▶ [Stored data]:
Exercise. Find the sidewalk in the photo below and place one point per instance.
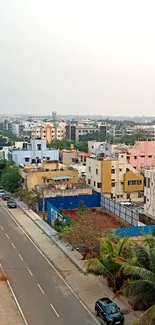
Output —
(9, 314)
(89, 288)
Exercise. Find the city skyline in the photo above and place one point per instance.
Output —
(87, 57)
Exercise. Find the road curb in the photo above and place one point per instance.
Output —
(55, 242)
(14, 297)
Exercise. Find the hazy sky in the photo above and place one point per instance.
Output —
(85, 56)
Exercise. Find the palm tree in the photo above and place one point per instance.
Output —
(148, 318)
(140, 270)
(110, 248)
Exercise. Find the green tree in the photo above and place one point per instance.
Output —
(140, 270)
(106, 265)
(11, 179)
(148, 318)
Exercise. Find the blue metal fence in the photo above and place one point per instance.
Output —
(71, 202)
(134, 231)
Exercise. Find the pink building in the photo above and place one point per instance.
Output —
(142, 154)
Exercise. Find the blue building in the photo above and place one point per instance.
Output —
(33, 152)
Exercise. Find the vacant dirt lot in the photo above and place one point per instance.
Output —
(98, 219)
(88, 228)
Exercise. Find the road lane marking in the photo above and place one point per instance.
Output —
(13, 245)
(15, 298)
(20, 257)
(29, 271)
(52, 266)
(54, 310)
(40, 288)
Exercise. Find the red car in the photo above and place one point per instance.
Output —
(6, 197)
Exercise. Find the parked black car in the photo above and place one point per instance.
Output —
(11, 203)
(109, 312)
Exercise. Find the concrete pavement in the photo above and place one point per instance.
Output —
(9, 314)
(45, 298)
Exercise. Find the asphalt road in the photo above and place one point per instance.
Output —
(44, 297)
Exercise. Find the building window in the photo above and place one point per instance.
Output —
(139, 182)
(27, 159)
(135, 182)
(128, 196)
(99, 185)
(148, 182)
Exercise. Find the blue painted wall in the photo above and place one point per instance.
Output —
(71, 202)
(134, 231)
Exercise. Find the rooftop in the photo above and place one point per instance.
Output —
(59, 178)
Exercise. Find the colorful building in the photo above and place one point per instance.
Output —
(115, 177)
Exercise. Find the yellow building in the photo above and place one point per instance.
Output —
(115, 177)
(48, 173)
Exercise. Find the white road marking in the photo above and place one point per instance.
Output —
(52, 266)
(54, 310)
(29, 271)
(20, 257)
(40, 288)
(13, 245)
(15, 298)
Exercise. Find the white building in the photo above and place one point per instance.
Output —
(81, 168)
(149, 192)
(94, 146)
(35, 152)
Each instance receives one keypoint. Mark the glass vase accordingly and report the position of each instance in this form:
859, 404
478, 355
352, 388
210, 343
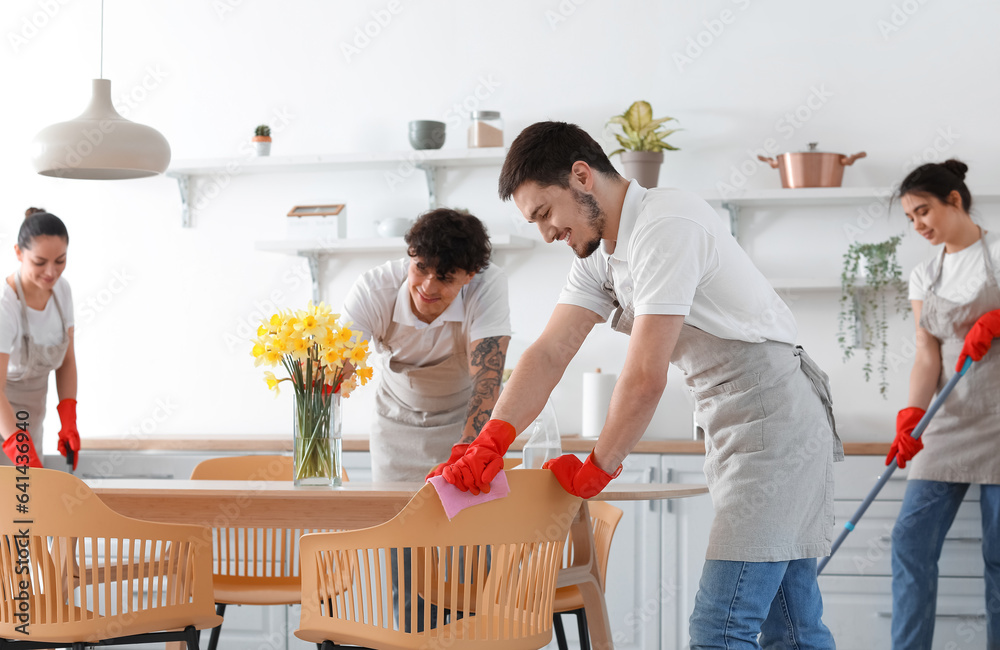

▶ [What to produce]: Your answer should be a single number: how many lines of the listing hold the string "road".

▶ [Exercise solution]: 4